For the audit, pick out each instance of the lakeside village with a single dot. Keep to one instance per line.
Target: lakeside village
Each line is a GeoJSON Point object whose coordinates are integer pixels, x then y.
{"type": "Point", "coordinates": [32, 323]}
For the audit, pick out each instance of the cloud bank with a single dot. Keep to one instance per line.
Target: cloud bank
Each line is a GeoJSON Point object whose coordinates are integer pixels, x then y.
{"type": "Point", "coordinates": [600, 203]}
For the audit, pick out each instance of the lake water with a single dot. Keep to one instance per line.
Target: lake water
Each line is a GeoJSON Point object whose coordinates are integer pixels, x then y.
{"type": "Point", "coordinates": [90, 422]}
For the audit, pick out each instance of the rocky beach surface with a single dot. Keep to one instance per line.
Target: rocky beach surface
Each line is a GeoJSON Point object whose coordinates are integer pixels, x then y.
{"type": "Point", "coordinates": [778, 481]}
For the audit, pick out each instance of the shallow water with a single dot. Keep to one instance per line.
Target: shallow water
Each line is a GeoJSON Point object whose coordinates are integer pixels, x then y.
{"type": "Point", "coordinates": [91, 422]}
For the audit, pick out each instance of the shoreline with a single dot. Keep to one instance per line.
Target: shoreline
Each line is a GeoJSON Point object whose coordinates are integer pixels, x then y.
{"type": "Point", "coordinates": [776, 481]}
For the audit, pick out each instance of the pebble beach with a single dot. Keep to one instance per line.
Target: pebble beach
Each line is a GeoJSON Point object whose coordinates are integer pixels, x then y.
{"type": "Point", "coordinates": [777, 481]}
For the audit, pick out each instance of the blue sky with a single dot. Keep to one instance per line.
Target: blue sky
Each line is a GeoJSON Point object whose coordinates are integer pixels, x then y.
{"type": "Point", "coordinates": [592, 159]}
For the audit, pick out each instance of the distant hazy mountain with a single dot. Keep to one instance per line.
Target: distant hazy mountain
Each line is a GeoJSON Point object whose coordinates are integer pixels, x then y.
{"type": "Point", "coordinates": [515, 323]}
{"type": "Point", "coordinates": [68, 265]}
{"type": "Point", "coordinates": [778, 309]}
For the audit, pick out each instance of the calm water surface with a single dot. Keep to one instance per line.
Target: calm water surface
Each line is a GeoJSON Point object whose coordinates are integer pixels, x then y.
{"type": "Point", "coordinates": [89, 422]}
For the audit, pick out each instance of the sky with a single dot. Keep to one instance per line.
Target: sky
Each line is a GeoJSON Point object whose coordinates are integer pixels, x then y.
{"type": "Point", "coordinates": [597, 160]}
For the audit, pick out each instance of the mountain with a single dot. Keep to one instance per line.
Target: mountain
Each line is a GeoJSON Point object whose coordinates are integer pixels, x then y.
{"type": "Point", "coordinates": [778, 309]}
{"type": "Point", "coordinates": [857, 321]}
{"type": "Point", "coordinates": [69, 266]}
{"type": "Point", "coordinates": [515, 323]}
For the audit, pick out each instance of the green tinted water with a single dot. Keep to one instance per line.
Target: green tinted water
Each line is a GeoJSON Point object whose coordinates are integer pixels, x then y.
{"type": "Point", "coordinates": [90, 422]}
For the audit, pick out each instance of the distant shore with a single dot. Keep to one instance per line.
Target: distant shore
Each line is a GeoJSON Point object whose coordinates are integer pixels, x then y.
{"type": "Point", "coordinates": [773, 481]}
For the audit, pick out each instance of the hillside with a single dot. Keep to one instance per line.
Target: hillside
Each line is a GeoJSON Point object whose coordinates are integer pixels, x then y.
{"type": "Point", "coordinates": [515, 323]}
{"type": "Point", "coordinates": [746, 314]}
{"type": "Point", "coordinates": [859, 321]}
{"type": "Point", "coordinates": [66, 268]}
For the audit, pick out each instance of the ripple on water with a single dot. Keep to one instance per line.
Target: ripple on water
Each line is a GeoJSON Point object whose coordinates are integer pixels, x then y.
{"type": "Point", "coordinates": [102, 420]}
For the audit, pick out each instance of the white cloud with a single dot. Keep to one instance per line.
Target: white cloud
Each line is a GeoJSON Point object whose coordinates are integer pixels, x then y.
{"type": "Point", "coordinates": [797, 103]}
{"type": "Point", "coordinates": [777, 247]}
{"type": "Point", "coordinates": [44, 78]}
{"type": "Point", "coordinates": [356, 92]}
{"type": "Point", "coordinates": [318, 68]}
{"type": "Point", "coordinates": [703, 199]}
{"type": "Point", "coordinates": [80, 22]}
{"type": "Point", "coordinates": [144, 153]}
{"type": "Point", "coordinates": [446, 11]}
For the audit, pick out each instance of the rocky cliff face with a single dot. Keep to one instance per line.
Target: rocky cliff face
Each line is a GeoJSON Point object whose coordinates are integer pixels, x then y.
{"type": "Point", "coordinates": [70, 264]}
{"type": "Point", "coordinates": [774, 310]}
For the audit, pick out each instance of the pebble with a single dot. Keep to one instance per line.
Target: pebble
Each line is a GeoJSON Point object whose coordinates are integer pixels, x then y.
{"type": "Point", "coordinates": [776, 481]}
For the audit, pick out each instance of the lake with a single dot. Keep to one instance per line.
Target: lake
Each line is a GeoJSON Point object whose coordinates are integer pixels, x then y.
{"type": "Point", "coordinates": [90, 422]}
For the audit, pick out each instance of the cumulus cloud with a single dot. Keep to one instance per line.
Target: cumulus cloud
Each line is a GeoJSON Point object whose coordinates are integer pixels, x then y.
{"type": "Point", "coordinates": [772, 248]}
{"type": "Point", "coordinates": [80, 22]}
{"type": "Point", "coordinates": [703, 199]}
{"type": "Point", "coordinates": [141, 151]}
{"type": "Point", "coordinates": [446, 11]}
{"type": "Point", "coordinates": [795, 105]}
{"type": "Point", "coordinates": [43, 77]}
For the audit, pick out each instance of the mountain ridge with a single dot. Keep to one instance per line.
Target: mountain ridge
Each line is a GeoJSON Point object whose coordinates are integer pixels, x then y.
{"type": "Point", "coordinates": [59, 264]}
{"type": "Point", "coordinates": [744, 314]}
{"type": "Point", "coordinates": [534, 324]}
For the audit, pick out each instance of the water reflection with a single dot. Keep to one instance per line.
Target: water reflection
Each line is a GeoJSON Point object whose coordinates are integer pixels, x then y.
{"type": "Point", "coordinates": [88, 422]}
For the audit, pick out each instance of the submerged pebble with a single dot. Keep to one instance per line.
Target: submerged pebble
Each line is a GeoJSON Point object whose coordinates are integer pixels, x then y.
────────────────────
Look above for the line that holds "For the audit, pick out each instance of the cumulus", then copy it and each line after it exactly, through the last line of the data.

For the audit, pick out each instance of the cumulus cloud with a single dot. Keep to one instance per line.
Target: cumulus cloud
Each line is a GeoJSON Point object whose coordinates are integer pixels, x then y.
{"type": "Point", "coordinates": [772, 248]}
{"type": "Point", "coordinates": [80, 22]}
{"type": "Point", "coordinates": [703, 199]}
{"type": "Point", "coordinates": [141, 151]}
{"type": "Point", "coordinates": [446, 11]}
{"type": "Point", "coordinates": [795, 105]}
{"type": "Point", "coordinates": [43, 77]}
For the audit, pick out each instance of the mountain ridge with a single dot. Keep to one instance per line.
Target: mountain ridge
Each line is a GeoJSON Point object whose coordinates are integer pixels, x then y.
{"type": "Point", "coordinates": [59, 264]}
{"type": "Point", "coordinates": [744, 314]}
{"type": "Point", "coordinates": [534, 324]}
For the audit, pick out each instance of the water reflection with a single dot. Keep to one instance per line.
Target: water reflection
Each line is a GeoJSON Point object whose coordinates are integer pixels, x then y.
{"type": "Point", "coordinates": [88, 422]}
For the audit, pick out each instance of the submerged pebble with a single dot. Keep to one instance per line.
Target: submerged pebble
Each line is a GeoJSON Point object whose coordinates are integer pixels, x then y.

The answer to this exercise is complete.